# Written problem
Extract the full set of records, then give each one again exactly.

# Excerpted records
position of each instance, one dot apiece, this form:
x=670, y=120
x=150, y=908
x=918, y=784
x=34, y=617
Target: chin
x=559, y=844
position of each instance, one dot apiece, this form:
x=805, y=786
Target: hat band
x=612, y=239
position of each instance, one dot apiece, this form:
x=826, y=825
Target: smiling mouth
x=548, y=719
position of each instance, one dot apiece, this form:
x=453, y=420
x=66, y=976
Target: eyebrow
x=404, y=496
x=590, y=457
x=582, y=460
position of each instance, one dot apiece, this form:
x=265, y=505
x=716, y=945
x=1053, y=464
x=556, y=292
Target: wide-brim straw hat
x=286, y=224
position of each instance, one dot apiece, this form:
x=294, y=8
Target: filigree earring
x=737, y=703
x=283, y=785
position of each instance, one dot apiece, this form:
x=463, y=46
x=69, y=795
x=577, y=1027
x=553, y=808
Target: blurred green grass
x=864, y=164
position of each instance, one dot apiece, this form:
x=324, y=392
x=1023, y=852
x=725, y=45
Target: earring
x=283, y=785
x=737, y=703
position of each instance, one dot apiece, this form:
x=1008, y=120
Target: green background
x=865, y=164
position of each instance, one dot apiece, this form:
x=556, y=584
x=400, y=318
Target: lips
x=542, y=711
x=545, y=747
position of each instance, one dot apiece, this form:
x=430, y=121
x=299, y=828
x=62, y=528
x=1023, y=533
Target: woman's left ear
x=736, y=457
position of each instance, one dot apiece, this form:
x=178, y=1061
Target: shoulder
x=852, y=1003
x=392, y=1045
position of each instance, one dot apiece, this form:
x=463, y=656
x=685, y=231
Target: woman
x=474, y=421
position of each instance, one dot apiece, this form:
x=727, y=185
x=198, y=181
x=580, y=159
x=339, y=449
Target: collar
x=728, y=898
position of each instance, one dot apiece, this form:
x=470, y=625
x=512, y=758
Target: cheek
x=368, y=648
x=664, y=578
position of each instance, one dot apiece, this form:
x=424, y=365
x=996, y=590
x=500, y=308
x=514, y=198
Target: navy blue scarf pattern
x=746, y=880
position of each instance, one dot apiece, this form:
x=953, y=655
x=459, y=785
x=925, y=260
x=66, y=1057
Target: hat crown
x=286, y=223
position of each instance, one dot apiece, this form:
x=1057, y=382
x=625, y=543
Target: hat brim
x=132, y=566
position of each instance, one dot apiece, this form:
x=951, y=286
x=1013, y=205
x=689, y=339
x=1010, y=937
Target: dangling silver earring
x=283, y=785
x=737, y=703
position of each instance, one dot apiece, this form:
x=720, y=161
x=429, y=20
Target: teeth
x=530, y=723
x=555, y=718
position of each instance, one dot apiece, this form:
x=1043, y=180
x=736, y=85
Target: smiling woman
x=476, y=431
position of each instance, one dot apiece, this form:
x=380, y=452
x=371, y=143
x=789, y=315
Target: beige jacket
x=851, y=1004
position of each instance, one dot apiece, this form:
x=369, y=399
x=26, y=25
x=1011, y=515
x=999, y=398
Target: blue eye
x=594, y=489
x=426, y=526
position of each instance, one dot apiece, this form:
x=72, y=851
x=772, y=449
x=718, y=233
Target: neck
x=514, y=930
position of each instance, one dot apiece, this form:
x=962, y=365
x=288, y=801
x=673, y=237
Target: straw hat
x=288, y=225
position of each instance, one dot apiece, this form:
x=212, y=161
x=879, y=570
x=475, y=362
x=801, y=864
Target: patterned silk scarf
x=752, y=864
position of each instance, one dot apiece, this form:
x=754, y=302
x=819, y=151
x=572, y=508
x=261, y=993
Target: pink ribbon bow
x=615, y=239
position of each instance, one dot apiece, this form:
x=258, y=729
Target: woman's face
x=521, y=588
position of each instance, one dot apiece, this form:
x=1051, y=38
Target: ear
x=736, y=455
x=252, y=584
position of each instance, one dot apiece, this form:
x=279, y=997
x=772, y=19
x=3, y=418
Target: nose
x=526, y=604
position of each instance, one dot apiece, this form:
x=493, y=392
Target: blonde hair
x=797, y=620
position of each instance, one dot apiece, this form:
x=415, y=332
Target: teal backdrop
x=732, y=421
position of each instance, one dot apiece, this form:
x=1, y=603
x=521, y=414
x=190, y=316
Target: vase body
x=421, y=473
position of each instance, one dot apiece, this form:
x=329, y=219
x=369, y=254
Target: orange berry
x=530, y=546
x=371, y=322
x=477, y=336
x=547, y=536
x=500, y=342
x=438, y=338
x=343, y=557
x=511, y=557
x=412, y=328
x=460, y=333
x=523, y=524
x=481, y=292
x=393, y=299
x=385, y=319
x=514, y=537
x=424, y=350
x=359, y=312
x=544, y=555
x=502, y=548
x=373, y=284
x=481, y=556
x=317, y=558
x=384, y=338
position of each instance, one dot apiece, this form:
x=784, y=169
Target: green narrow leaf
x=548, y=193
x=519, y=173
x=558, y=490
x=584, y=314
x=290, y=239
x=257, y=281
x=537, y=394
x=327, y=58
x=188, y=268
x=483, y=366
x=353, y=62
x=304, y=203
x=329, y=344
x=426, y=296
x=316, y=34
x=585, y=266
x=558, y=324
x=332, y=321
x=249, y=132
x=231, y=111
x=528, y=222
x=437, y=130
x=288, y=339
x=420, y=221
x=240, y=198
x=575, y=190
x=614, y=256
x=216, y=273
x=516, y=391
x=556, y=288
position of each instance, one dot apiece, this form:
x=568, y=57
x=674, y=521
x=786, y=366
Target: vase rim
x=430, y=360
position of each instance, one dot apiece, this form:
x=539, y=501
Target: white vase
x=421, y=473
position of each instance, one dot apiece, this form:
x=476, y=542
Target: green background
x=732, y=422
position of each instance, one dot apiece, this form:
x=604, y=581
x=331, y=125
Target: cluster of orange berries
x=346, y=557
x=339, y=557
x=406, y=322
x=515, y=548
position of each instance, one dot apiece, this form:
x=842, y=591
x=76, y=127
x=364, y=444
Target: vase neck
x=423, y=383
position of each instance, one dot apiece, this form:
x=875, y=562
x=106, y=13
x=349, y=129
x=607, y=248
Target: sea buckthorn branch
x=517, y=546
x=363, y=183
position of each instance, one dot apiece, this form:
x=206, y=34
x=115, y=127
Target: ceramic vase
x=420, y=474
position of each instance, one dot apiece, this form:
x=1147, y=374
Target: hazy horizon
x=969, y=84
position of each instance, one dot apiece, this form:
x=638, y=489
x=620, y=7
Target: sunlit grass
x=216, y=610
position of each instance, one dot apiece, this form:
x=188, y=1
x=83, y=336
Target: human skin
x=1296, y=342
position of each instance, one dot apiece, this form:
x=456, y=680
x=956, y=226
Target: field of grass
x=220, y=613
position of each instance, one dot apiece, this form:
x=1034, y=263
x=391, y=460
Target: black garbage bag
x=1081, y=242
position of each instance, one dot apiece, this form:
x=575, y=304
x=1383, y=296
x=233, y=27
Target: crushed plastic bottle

# The response
position of each instance, one dot apiece, this form:
x=670, y=120
x=150, y=908
x=918, y=784
x=34, y=617
Target: chin
x=559, y=844
position of each instance, one dot apiece, this form:
x=805, y=786
Target: hat band
x=612, y=239
position of each instance, one dot apiece, this form:
x=826, y=825
Target: smiling mouth
x=548, y=719
position of each instance, one dot apiece, this form:
x=453, y=420
x=66, y=976
Target: eyebrow
x=404, y=496
x=590, y=457
x=582, y=460
position of each instance, one dot apiece, this form:
x=265, y=505
x=716, y=945
x=1053, y=464
x=556, y=292
Target: wide-brim straw hat
x=286, y=224
position of each instance, one dot apiece, this form:
x=294, y=8
Target: filigree earring
x=737, y=703
x=283, y=785
position of each instance, one dot apiece, this form:
x=463, y=46
x=69, y=795
x=577, y=1027
x=553, y=808
Target: blurred green grass
x=864, y=164
position of each instance, one dot apiece, this form:
x=324, y=392
x=1023, y=852
x=725, y=45
Target: earring
x=283, y=785
x=737, y=703
position of each instance, one dot apiece, this form:
x=1008, y=120
Target: green background
x=865, y=164
position of each instance, one dot apiece, this form:
x=556, y=584
x=400, y=318
Target: lips
x=542, y=711
x=545, y=747
position of each instance, one dot apiece, this form:
x=430, y=121
x=299, y=828
x=62, y=528
x=1023, y=533
Target: woman's left ear
x=736, y=457
position of each instance, one dot apiece, this form:
x=178, y=1061
Target: shoulder
x=852, y=1003
x=392, y=1045
position of each instance, one dot apiece, this form:
x=463, y=656
x=685, y=231
Target: woman
x=474, y=421
position of each instance, one dot apiece, this form:
x=727, y=185
x=198, y=181
x=580, y=159
x=339, y=449
Target: collar
x=728, y=898
position of each instance, one dot apiece, this form:
x=470, y=625
x=512, y=758
Target: cheek
x=368, y=648
x=664, y=578
position of each instance, one dot apiece, this form:
x=424, y=365
x=996, y=590
x=500, y=308
x=514, y=198
Target: navy blue scarf pattern
x=746, y=880
position of each instance, one dot apiece, this form:
x=953, y=655
x=459, y=785
x=925, y=260
x=66, y=1057
Target: hat crown
x=286, y=223
position of each instance, one dot apiece, this form:
x=1057, y=382
x=625, y=543
Target: hat brim
x=132, y=566
position of each instance, one dot apiece, this form:
x=951, y=286
x=1013, y=205
x=689, y=339
x=1010, y=937
Target: dangling silver earring
x=283, y=785
x=737, y=703
position of each instance, one dot apiece, this form:
x=720, y=161
x=429, y=20
Target: teeth
x=530, y=723
x=555, y=718
position of each instance, one dot apiece, this form:
x=1043, y=180
x=736, y=85
Target: smiling woman
x=476, y=431
position of each instance, one dot apiece, this form:
x=380, y=452
x=371, y=143
x=789, y=315
Target: beige jacket
x=851, y=1004
position of each instance, one dot apiece, this form:
x=369, y=399
x=26, y=25
x=1011, y=515
x=999, y=398
Target: blue eye
x=594, y=489
x=426, y=526
position of each instance, one dot apiece, this form:
x=72, y=851
x=772, y=449
x=718, y=233
Target: neck
x=514, y=930
position of each instance, one dot apiece, this form:
x=962, y=365
x=288, y=801
x=673, y=237
Target: straw hat
x=288, y=225
position of each instance, one dot apiece, this form:
x=212, y=161
x=879, y=570
x=475, y=362
x=801, y=864
Target: patterned silk scarf
x=752, y=864
position of each instance, one dot apiece, this form:
x=754, y=302
x=819, y=151
x=572, y=508
x=261, y=993
Target: pink ribbon bow
x=615, y=239
position of each instance, one dot apiece, this form:
x=258, y=729
Target: woman's face
x=521, y=588
position of each instance, one dot apiece, this form:
x=1051, y=38
Target: ear
x=736, y=455
x=252, y=584
position of each instance, one dot apiece, this form:
x=279, y=997
x=772, y=19
x=3, y=418
Target: nose
x=526, y=604
position of each instance, one dot apiece, this form:
x=493, y=392
Target: blonde hair
x=797, y=620
position of each instance, one dot apiece, this form:
x=415, y=332
Target: teal backdrop
x=732, y=421
position of each instance, one dot apiece, this form:
x=1, y=603
x=521, y=414
x=190, y=316
Target: vase body
x=421, y=473
position of each instance, one dot apiece, this form:
x=329, y=219
x=369, y=254
Target: orange berry
x=530, y=546
x=371, y=322
x=477, y=336
x=547, y=536
x=500, y=342
x=438, y=338
x=343, y=557
x=511, y=557
x=412, y=328
x=460, y=333
x=523, y=524
x=481, y=292
x=393, y=299
x=385, y=319
x=514, y=537
x=424, y=350
x=359, y=312
x=544, y=555
x=502, y=548
x=373, y=284
x=481, y=556
x=317, y=558
x=384, y=338
position of each instance, one dot apiece, this form:
x=784, y=169
Target: green narrow leaf
x=548, y=193
x=519, y=173
x=558, y=490
x=584, y=314
x=290, y=239
x=257, y=281
x=537, y=394
x=327, y=58
x=188, y=268
x=483, y=366
x=353, y=62
x=304, y=203
x=329, y=344
x=426, y=296
x=316, y=34
x=585, y=266
x=558, y=324
x=332, y=321
x=249, y=132
x=231, y=111
x=528, y=222
x=437, y=130
x=288, y=339
x=420, y=221
x=240, y=198
x=575, y=190
x=614, y=256
x=216, y=273
x=516, y=391
x=556, y=288
position of each instance, one dot apiece, this form:
x=568, y=57
x=674, y=521
x=786, y=366
Target: vase rim
x=430, y=360
position of each instance, one dot apiece, this form:
x=539, y=501
Target: white vase
x=421, y=473
position of each instance, one dot apiece, this form:
x=476, y=542
Target: green background
x=732, y=422
position of each instance, one dot apiece, this form:
x=604, y=581
x=331, y=125
Target: cluster of orange berries
x=346, y=557
x=339, y=557
x=406, y=322
x=515, y=548
position of each instance, one dot apiece, this form:
x=842, y=591
x=76, y=127
x=364, y=444
Target: vase neck
x=423, y=383
position of each instance, one dot apiece, this form:
x=875, y=562
x=106, y=13
x=349, y=129
x=607, y=248
Target: sea buckthorn branch
x=517, y=546
x=363, y=183
position of each instance, one dot apiece, this form:
x=206, y=34
x=115, y=127
Target: ceramic vase
x=420, y=474
position of each instance, one dot apiece, this form:
x=1147, y=374
Target: hazy horizon
x=969, y=84
position of each instance, one dot apiece, this form:
x=638, y=489
x=620, y=7
Target: sunlit grass
x=216, y=610
position of each instance, one dot apiece, this form:
x=188, y=1
x=83, y=336
Target: human skin
x=1296, y=342
position of each instance, one dot apiece, this form:
x=456, y=680
x=956, y=226
Target: field of grass
x=220, y=613
position of each instance, one dot apiece, this form:
x=1034, y=263
x=391, y=460
Target: black garbage bag
x=1081, y=242
position of each instance, one dot apiece, this form:
x=575, y=304
x=1383, y=296
x=233, y=27
Target: crushed plastic bottle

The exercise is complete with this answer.